--- USING THE INFORMATION ---
(1) Translate this sentence from the post about the Giants and the Dodgers into Spanish: "Well, the Giants 2007 season is now (mercifully) drawing to a close."
(2) In the post about the Giants and the Dodgers, what payroll figure is given for the Dodgers?
(3) Write the next part of the post about the Giants and the Dodgers, picking up right after its last sentence.

--- SELECTED PASSAGE ---
BEGIN

Saturday, September 29, 2007

Shaw Den Froy Deh

Well, the Giants 2007 season is now (mercifully) drawing to a close. And it's perhaps understandable that we Orange-and-Black loyalists are focused primarily on our own feelings of frustration with the present and uncertainty about the future.

And it's perhaps likewise understandable that we might look around the NL West with some envy at our division rivals -- who at first glance seem so filled with promise and hopes of contention for 2008 and beyond.

Look below the surface, though, and all may not as rosy as it seems for at least one division rival -- the hated Dodgers.

Will their large ($120 Million payroll) and talented kids mixing in with their veterans, one might fear that Da Bums are poised to take over from Arizona or San Diego as the preeminent team in the division. However, it's a very real possibility that they may instead turn into the Dodgers of the past decade or so -- a collection of high-priced loners continually upset with one another and continuing to underachieve.

I mean, surely, by now you've heard about Jeff Kent scolding the Dodgers' younger players for "not getting it" and failing to play the game right. Apparently this is just a public vocalization of what has been a season-long rift between Dodger vets and the Dodger puppies.

According to the LA Times: "There has been an obvious and growing tension all season between the Dodgers' veterans and youngsters. Publicly, at least, that discord had remained largely under control and Kent is the only one who has spoken out on the record."

END

--- MATERIAL PROVIDED ---
BEGIN

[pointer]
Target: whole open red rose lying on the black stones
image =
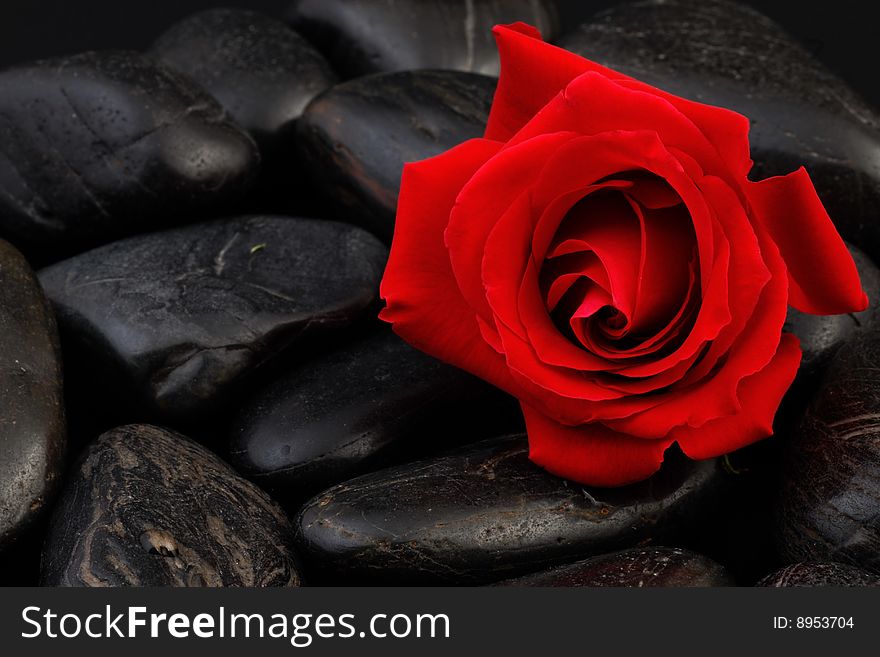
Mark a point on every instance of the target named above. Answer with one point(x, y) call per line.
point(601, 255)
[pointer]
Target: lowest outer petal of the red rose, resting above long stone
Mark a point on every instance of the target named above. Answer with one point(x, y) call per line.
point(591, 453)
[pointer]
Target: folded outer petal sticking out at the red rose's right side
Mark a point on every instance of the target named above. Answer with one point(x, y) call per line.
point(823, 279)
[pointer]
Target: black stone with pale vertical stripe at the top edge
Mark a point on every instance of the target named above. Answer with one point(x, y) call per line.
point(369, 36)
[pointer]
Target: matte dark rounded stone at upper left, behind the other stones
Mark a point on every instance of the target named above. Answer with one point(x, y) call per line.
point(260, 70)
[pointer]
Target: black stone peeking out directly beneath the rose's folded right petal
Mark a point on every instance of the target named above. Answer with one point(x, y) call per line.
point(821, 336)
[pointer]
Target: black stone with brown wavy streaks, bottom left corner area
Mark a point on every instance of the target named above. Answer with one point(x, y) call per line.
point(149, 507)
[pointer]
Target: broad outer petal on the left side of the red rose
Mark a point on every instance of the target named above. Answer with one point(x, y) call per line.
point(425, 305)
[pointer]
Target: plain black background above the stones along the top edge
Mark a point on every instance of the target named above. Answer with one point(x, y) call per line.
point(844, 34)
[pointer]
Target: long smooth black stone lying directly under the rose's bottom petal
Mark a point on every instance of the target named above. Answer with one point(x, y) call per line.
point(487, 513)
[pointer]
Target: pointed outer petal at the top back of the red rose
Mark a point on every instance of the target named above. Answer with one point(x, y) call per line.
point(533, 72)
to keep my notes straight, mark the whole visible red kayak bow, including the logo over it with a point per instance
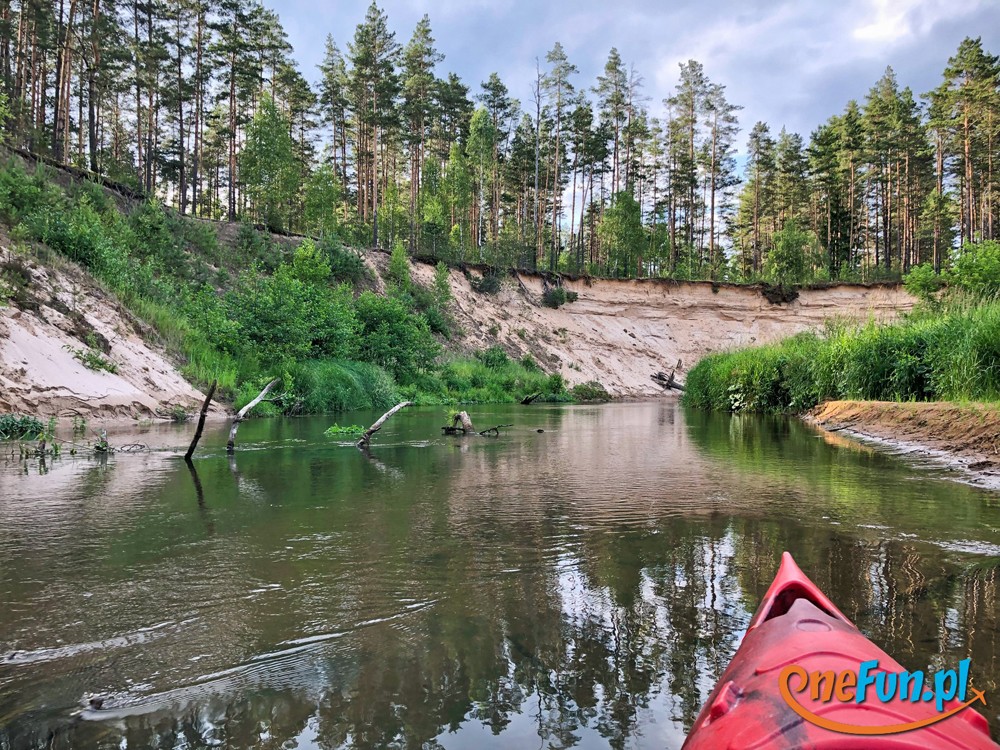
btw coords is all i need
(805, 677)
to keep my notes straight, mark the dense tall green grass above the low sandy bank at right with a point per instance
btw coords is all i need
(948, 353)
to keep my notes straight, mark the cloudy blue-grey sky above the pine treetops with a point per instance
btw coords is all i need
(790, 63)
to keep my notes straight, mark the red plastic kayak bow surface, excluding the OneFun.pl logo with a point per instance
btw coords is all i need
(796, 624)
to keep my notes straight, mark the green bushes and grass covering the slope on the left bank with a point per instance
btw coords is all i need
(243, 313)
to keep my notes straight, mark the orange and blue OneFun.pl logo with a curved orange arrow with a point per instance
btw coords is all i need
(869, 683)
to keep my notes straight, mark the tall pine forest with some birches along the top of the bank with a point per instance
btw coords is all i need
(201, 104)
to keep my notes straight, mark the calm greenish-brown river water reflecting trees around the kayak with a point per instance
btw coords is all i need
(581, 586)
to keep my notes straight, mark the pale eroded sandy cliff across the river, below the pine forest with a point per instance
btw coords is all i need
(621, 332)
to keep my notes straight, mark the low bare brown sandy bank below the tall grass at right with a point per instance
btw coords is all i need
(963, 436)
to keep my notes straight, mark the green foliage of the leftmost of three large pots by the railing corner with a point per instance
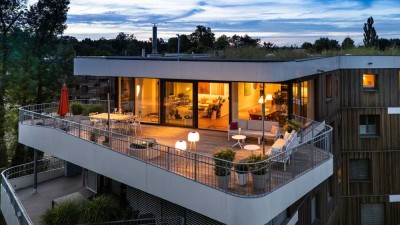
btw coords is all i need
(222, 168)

END
BEGIN

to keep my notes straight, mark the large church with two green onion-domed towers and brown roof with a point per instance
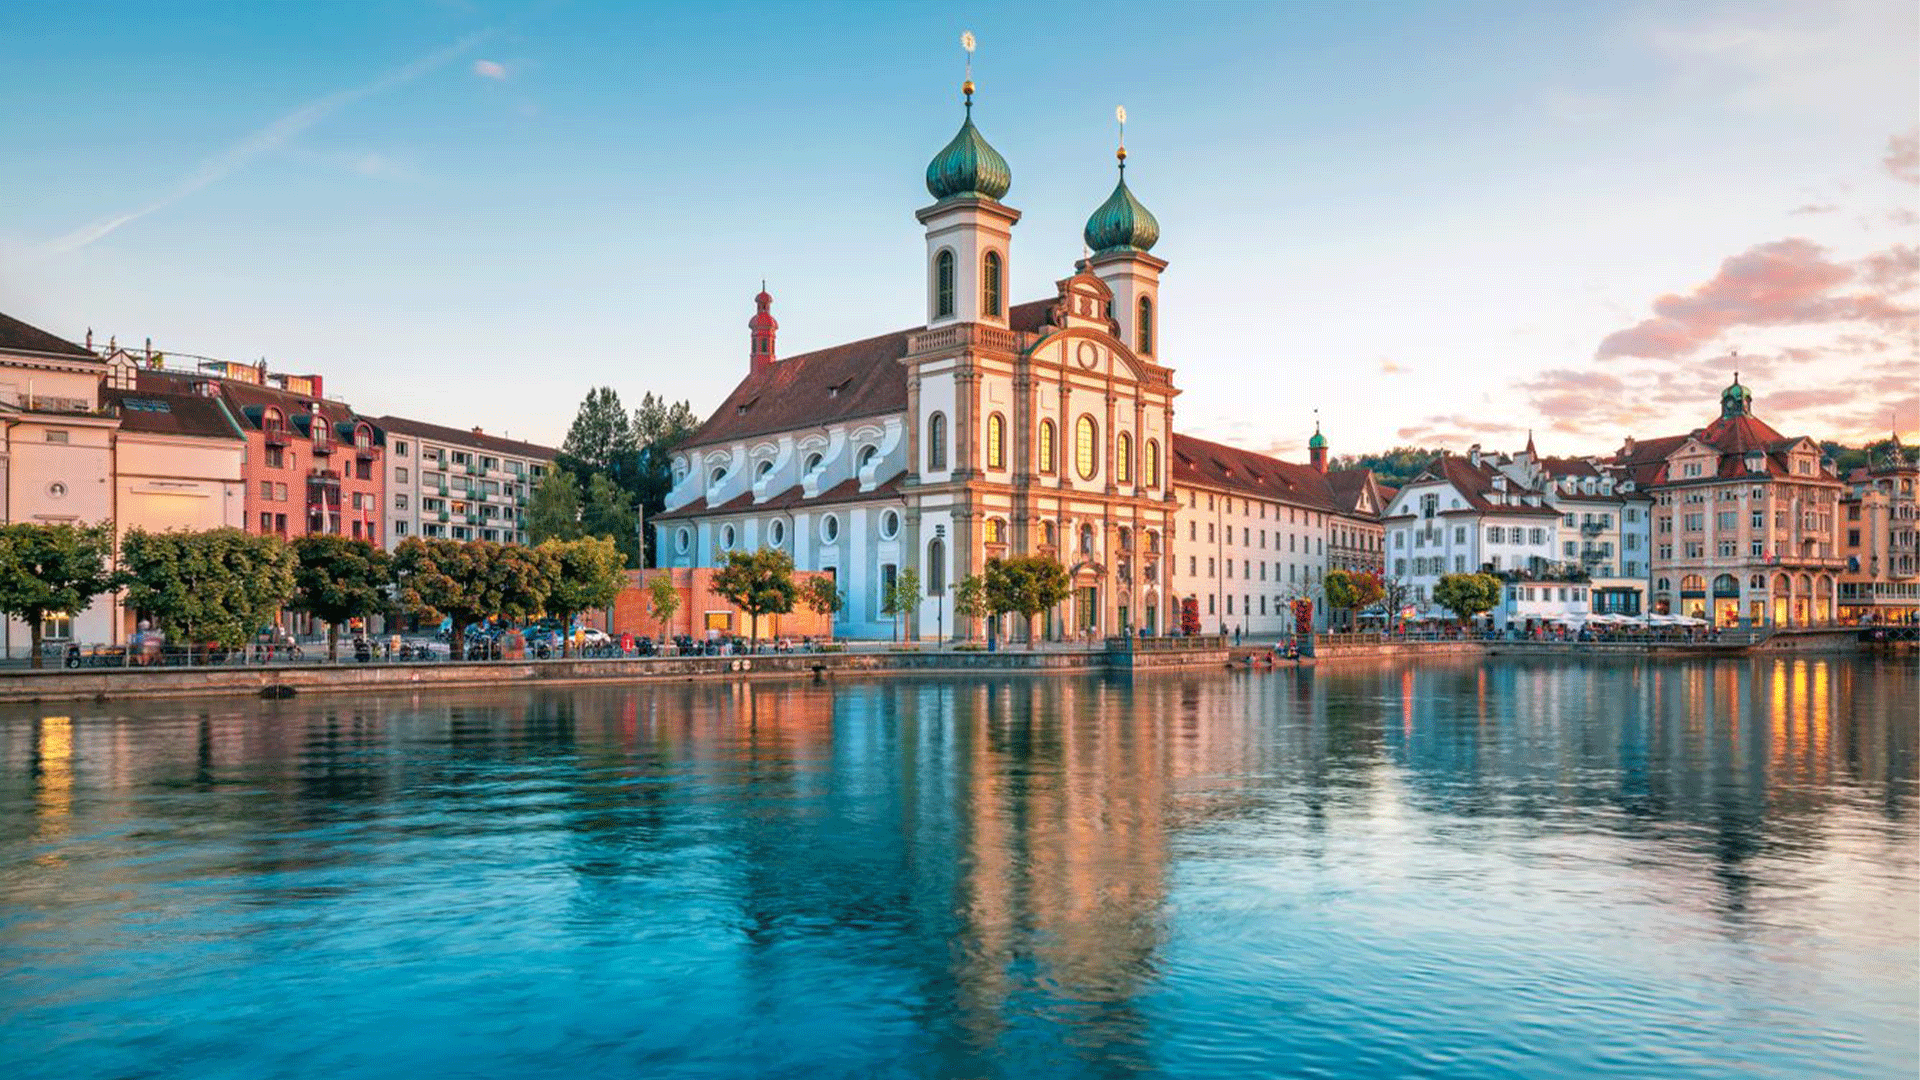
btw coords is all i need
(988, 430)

END

--- LIST OF ANSWERS ---
(1) Bueno, la temporada 2007 de los Giants ahora está (por suerte) llegando a su fin.

(2) $120 million.

(3)
Next, there is reportedly widespread dissatisfaction with manager Grady Little within the Dodger clubhouse and among Dodgers fans, many of whom have been very vocal in calling for his head as well as suggesting that maybe it's time to show new GM Ned Colletti the door:

And so now the Dodgers, a team that went from 1954 to '96 with only two managers, have die-hard fans calling for them to fire their fifth manager since that time. It has been less than two years since the last one, Jim Tracy, was cashiered.

To be sure, not everyone thinks Little is the Dodgers' biggest problem. Some have blamed injuries, but Colletti is also taking a good deal of heat. He has a mixed record at best in player acquisitions, and there's a strong case to be made that most credit for whatever success the Dodgers are having should go to assistant GM of scouting Logan White, the man in charge of drafting most of the team's young talent. White and vice president/assistant GM Kim Ng are among the top candidates for any major league GM openings, and plenty have suggested that the Dodgers would be worse off to lose either of those two than Colletti.

Wow. I don't recall anything like this happening with the A's -- or the Diamondbacks. Maybe it's just 'cause it's LA and the payroll is $120 Million.

Here's what
Fox Sports had to say about it:

When we heard that notorious clubhouse lawyer Jeff Kent had criticized the comportment of some of the Dodgers' younger players, we just assumed L.A.'s resident grumpy old man was getting his kicks by alienating another generation of teammates before riding his dirt bike off into the sunset.

But the more we hear, the more it seems Kent was onto something regarding his younger teammates' lack of professionalism and proper respect for the game (not to mention their elders)…the hunch is that you will be hearing Matt Kemp's name in virtually every Dodger trade rumor until he is eventually dealt.

...And here's the LA Times, once again -- (just get a load of the article's title):

The Youth Movement is a Flop

Bill Plaschke, LA Times -- September 21, 2007

This youth movement has officially gotten old.

I thought it would work, I really did, but I admit today that I am wrong.

By using the last couple of months to integrate, the Dodgers have done nothing but alienate.

This mixture of kids and veterans is no longer charming, it's combustible.

The fans are mad. The front office is mad. And now, their future Hall of Fame second baseman is stomping and snorting mad.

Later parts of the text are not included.